What lines below include the string "wooden"? Pick them out and copy them.

[Collection entries]
※ ※ ※
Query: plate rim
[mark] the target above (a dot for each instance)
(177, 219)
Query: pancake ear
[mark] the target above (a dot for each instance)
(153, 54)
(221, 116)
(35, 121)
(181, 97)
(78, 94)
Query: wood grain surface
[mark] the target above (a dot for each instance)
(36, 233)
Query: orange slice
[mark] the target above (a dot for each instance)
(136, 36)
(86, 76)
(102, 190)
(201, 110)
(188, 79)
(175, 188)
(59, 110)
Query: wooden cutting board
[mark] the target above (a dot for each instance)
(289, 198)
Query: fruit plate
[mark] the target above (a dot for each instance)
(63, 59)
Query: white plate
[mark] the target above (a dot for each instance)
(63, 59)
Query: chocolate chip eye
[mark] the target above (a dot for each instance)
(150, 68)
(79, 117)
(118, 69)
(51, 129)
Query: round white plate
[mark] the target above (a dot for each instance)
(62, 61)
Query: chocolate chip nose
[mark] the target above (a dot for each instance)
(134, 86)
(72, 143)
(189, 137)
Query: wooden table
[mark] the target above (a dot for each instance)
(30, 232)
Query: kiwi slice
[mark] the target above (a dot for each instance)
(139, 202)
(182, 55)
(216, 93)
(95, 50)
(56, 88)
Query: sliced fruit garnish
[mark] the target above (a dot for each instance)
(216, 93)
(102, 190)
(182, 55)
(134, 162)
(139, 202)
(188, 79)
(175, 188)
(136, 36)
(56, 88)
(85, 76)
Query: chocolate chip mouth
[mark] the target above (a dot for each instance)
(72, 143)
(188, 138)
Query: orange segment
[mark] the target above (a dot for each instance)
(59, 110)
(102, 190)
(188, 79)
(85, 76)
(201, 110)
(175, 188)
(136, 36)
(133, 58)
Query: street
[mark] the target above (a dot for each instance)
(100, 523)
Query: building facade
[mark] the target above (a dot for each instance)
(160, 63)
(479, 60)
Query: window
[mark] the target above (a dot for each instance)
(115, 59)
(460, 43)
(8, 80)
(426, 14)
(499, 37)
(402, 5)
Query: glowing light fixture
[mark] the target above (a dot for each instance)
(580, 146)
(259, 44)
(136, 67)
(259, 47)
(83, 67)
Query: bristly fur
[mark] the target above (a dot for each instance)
※ ※ ※
[EXPECTED OUTPUT]
Query: wooden cutting board
Query: wooden table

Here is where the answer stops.